● **Passage shown**
For other proteins, that are not all α or all β, like CI2 (Itzhaki et al. 1995), the activation domain of human procarboxypeptidase A2 (ADA2h) (Villegas et al. 1998), immunophilin FKBP12 (Fulton et al. 1999), and the CheY chemotactic protein (Lopez-Hernandez and Serrano 1996), low Φf-values have been obtained for the amino acids that belong to the hydrophobic core. It has been proposed that the transition state for these proteins looks like a collapsed globule with some secondary structure and a weakened hydrophobic core.

Consistency of the results obtained from Φf-values and βp-values

The conclusions about the transition state drawn from the protein engineering method are consistent with the ones obtained from βp-values, which can be specifically obtained from pressure studies. A good correlation (Fig. 5) exists between the Φf-values and the differences between the βp-value of wild-type enzyme and the βp-values of the different variants, Δβp, in Table 3. The side chains for which a minor number of the interactions are present in the transition state relative to the interactions that are present in the native state, also give rise to minor differences between the degree of solvation/compactness of the transition state relative to the native state compared to this parameter (βp) for the wild-type enzyme.

Figure 5.

Figure 5.

Open in a new tab

Correlation between the Φf-values and the Δβp-values(βp = ΔVfV) of each variant. The solid line shows the best fit to a linear equation (r = 0.85).

Although it has been stated that the nature of the transition state inferred from pressure-induced studies is consistent with the results of the protein engineering method (Perrett and Zhou 2002), to the best of our knowledge, this is the first direct comparison using a set of mutants.

Conclusion: The transition state of RNase A for the pressure-folding process

The structure of the transition state of the hydrophobic core of RNase A from the point of view of formed interactions is a relatively uniformly expanded form of the folded structure with a mean Φf-value of 0.43, which places it halfway between the folded and unfolded states. This means that, on average, 43% of the free energy of interaction is lost on reaching the transition state for unfolding from the folded state.

● **Provided data**

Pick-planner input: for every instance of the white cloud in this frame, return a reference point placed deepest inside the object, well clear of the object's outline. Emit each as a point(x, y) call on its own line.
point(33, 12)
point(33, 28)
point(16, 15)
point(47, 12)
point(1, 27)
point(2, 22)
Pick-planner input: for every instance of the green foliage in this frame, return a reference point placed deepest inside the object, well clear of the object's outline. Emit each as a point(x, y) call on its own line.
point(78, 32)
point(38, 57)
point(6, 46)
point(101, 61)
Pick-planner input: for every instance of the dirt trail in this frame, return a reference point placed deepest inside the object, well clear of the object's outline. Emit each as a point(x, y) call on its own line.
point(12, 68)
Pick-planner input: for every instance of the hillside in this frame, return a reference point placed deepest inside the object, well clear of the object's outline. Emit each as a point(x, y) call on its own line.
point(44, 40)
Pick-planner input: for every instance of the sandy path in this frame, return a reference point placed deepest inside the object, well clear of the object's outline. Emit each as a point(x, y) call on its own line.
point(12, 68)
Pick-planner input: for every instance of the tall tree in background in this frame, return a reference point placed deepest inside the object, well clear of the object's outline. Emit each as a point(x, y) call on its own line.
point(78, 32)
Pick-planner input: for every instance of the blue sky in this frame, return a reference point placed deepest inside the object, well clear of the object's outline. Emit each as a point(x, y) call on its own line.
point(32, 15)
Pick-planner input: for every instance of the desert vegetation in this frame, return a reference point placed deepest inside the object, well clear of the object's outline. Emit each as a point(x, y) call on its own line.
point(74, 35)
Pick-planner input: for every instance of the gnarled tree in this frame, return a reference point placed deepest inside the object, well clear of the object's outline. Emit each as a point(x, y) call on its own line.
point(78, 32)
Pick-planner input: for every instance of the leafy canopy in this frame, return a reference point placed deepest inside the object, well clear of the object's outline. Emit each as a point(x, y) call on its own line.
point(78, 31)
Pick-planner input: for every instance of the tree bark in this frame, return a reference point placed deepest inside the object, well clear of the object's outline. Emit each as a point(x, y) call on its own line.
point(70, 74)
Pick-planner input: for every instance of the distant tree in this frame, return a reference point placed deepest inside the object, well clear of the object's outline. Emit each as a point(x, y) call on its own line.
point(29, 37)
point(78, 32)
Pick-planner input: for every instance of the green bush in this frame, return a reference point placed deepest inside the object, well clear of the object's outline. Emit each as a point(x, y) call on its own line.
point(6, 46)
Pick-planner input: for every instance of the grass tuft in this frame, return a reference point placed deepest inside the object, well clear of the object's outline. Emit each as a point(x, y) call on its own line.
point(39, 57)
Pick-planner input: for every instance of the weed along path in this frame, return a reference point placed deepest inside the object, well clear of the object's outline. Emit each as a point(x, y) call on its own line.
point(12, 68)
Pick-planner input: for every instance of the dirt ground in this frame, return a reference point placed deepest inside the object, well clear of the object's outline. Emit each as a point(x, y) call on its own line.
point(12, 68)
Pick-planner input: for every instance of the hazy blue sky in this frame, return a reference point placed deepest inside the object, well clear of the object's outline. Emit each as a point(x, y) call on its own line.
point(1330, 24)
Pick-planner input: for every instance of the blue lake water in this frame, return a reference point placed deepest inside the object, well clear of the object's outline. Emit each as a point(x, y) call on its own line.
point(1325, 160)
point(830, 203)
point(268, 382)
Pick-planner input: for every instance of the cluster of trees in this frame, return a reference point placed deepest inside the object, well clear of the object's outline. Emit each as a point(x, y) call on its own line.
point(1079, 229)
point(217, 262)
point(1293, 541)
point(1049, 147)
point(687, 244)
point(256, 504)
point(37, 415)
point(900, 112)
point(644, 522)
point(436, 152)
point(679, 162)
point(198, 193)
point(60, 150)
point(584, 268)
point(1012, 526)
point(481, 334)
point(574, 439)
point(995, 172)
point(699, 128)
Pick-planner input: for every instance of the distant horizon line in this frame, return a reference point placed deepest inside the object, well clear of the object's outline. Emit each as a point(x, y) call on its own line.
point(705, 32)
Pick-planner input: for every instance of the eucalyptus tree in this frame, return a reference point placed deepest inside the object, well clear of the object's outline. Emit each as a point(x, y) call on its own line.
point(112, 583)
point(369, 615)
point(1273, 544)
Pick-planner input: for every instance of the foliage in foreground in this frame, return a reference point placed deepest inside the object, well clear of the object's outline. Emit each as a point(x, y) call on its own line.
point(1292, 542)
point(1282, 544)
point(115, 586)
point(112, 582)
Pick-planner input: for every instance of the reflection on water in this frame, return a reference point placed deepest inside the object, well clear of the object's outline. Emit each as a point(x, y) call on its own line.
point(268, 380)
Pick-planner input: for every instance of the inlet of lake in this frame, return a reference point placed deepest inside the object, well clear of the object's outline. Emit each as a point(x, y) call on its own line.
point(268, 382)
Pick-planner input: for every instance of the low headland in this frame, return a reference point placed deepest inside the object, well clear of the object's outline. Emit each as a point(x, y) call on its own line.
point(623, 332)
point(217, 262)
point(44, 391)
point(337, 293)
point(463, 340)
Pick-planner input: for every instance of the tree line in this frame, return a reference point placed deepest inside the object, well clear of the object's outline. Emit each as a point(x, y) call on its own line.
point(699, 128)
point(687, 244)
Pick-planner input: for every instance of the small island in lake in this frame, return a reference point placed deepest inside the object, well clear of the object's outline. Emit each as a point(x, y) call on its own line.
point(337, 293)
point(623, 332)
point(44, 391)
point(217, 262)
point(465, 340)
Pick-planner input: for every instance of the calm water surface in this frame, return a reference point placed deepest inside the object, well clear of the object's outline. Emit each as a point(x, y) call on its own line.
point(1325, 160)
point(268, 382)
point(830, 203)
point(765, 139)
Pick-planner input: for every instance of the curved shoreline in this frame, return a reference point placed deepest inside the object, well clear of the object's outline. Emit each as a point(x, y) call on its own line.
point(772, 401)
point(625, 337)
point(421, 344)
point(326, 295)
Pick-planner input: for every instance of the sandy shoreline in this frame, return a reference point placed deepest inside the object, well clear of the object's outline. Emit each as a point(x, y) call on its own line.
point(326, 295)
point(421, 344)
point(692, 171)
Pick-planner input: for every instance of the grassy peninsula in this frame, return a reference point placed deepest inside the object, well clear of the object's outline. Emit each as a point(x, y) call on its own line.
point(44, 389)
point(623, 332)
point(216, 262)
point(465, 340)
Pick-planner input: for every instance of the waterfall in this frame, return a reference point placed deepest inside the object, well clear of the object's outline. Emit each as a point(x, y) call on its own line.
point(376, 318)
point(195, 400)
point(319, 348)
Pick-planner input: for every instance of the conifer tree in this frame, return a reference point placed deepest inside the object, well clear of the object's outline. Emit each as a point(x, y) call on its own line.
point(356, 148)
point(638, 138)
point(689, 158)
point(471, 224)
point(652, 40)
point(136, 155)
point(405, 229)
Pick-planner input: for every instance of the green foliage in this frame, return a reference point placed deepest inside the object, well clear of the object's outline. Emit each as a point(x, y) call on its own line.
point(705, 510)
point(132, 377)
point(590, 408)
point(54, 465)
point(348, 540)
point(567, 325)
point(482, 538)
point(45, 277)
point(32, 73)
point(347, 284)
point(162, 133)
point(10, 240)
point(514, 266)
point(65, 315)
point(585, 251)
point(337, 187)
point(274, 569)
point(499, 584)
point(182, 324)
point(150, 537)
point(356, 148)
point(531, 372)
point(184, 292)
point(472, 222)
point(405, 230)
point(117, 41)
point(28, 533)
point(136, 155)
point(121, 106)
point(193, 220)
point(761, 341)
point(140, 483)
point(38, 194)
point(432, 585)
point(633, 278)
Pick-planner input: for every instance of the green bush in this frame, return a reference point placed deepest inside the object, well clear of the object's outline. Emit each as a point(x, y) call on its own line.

● **Exercise instructions**
1. In the passage on the RNase A transition state, what mean Φf-value is reported for the transition state of the hydrophobic core?
2. Transcribe the passage on the RNase A transition state from "For other proteins, that" up to and including "weakened hydrophobic core.".

● **Answer list**
1. 0.43

2.
For other proteins, that are not all α or all β, like CI2 (Itzhaki et al. 1995), the activation domain of human procarboxypeptidase A2 (ADA2h) (Villegas et al. 1998), immunophilin FKBP12 (Fulton et al. 1999), and the CheY chemotactic protein (Lopez-Hernandez and Serrano 1996), low Φf-values have been obtained for the amino acids that belong to the hydrophobic core. It has been proposed that the transition state for these proteins looks like a collapsed globule with some secondary structure and a weakened hydrophobic core.